_Excerpted text:_

********************

Queen’s House, Greenwich
The Tulip Staircase, Queen’s House © National Maritime Museum, London

Built in the early 17th century, Queen’s House is a former royal residence near Greenwich Palace and is now central to the Old Royal Naval College. In 1966 a retired Canadian Reverend visited the house with his wife and took a photograph of the famous Tulip Staircase. When they developed it later at home, they were astounded to see a shrouded figure ascending the stairs. Later, in 2002, a staff member witnessed a figure gliding across the balcony and then passing through the wall. www.rmg.co.uk


British Museum, Holborn
Rosetta Stone at London’s British Museum via Shutterstock

The British Museum in Holborn houses 6,000 human remains, including Egyptian mummies and human skulls, and more than 8 million objects, many of them ancient relics. The timeframe of its artefacts spans a staggering 2 million years of human history. It’s not surprising then (if you ‘believe’) that there have been many paranormal incidents reported over the years, including sudden drops in temperature, strange noises and blue orbs of light seen zipping around near the Nereid Monument. There have also been reports of guards being physically pushed by unknown forces. www.britishmuseum.org


Old Operating Theatre Museum & Herb Garrett, Borough

Constructed in 1822 to demonstrate medical and surgical procedures, The Old Operating Theatre is one of the oldest surviving operating theatres in the world. Many poor and destitute people were operated on without anaesthetic, with surgeons conducting amputations in a soundproofed room to muffle the patients’ screams while trainee doctors looked on from the gallery above. A female ghost, known as The Woman in White, is said to haunt the corridors of the former St Thomas’ Hospital. www.oldoperatingtheatre.com


Dark Arts at Warner Bros. Studio Tour London (to 6 Nov)

********************

_Data shown:_
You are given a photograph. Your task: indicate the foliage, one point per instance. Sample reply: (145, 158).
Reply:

********************

_Brief 1:_ In the text on haunted London sites, how many human remains does the British Museum house?
_Brief 2:_ Translate this sentence from the text on haunted London sites into Spanish: "The timeframe of its artefacts spans a staggering 2 million years of human history."

_Answer space 1:_ 6,000

_Answer space 2:_ El período de sus artefactos abarca unos asombrosos 2 millones de años de historia humana.